**Çözülecek Görev**
Okuma parçasına göre aşağıdaki soruları yanıtlayın.
1. Parçanın başındaki dizelerde yazan kişi kendini hangi üç şey olarak tanımlıyor?
2. Yazılanlar kimilerine neye benzemiş?
3. Yazan kişi, bakılacak hiçbir yön kalmadığında O'nu nerede bulduğunu söylüyor?

**Okuma Parçası**
Sunday 3 September 2017

22. Aynanın Ötesi ---- İnka Kutsal Şehri Machu Picchu --- Maya Kutsal Şehri Chichen İtza

Ben yazan,

O duvardaki çatlağım,

Duvarın arkasındaki karanlık,

Duvardan içeri akan ışık,

Hepsi benim.

Ve sen okuyan,

Hepsi sensin...

Hepsi sen.

Ben hiç doğmadım ve hiç yazmadım ki...
Ve sen doğdun mu? Okudun mu?

Bu bir rüya

İlahi rüya.


Yazdıklarım çok uzaklara gitti. Daha da uzaklara gidecek.
Kimileri için ilk cümlesinden itibaren anlamsız ve saçmaydı, belki delilik. Kimileri için günah ve ya komik. Kimilerine içilecek su gibiydi, solunacak hava, başı ve sonu olmayan prana.
Kimileri şükranla aldı, kimileri öfkeyle yargıladı.
Sevinç ve üzüntünün ötesinde bir kabul halinde olduğumu söylemek isterim. Olanı olduğu gibi kabul etmek halindeyim.

Bu kabulü kutsal ilaç ruhlarından öğrendiğimi söylersem varlığıma dokunmuş tüm öğretici deneyimlerime, öğretmenlerime ve varlığıma haksızlık etmiş olurum. Geçmiş hayatlarımda Afrikalı, Amerikalı, Asyalı olmuş olabilirim; şaman, rahip, keşiş, rabi, derviş olmuş olabilirim; alkolik bir denizci de olmuşumdur; aşağıda da olmuşumdur yukarıda da, uçta ya da ortada; ve de öğrenci  ve de  öğretmen... Yaradanı ararken her yöne döndüğümü, her yöne yürüdüğümü, altına bakmadık taş bırakmadığımı biliyorum. Şükür ettim, şükür ettim, şükür ettim.
Hep, içim dışında bakılacak hiç bir yön kalmadığında, O'nu şükranda buldum. O OLDUM. BİR OLDUM.

**Kayıtlı Satırlar**
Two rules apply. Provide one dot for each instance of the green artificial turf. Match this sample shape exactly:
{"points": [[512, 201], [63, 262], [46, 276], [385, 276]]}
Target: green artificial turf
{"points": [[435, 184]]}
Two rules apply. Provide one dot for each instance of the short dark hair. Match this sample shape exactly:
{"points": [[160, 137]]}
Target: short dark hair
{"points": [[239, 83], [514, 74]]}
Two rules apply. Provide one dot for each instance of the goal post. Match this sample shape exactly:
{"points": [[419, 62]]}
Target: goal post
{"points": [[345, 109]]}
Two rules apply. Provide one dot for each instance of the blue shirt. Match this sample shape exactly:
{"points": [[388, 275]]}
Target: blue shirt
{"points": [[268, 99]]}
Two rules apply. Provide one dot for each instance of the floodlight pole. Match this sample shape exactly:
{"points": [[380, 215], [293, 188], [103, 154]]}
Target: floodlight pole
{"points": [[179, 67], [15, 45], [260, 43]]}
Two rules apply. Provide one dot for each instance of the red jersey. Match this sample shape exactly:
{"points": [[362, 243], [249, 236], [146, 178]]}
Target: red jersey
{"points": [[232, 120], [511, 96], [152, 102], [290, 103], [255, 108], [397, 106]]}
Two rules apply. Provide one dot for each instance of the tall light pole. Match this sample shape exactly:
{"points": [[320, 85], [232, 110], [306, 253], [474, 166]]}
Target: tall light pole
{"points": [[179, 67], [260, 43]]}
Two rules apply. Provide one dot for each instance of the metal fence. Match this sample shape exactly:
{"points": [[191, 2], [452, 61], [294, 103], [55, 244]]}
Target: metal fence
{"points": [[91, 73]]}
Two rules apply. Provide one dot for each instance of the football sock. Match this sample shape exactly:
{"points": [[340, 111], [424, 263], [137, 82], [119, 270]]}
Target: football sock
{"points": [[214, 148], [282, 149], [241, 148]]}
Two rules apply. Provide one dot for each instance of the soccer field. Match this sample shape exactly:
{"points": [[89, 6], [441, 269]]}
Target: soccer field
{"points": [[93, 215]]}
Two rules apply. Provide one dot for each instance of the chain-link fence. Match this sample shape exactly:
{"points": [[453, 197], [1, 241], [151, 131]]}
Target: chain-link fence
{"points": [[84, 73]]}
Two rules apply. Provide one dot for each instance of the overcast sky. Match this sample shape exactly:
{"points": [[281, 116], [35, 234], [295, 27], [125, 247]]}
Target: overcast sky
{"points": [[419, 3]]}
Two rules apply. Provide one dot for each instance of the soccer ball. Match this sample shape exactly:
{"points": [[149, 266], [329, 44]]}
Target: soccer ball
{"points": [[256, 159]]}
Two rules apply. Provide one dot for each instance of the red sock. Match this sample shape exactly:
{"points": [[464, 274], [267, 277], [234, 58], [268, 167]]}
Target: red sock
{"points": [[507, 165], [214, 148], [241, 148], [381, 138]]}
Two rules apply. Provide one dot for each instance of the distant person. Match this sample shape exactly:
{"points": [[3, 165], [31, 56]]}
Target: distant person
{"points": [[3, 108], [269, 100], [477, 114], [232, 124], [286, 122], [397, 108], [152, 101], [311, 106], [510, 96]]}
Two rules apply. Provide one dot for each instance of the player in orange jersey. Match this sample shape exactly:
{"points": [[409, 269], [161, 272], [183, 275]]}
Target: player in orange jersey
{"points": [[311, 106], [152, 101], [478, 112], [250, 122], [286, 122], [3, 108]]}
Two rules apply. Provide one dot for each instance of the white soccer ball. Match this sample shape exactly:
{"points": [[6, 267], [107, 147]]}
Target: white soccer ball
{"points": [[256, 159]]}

**Alıştırmanın Yanıtı**
1. Duvardaki çatlak, duvarın arkasındaki karanlık ve duvardan içeri akan ışık.
2. İçilecek su, solunacak hava ve başı ve sonu olmayan prana.
3. Şükranda.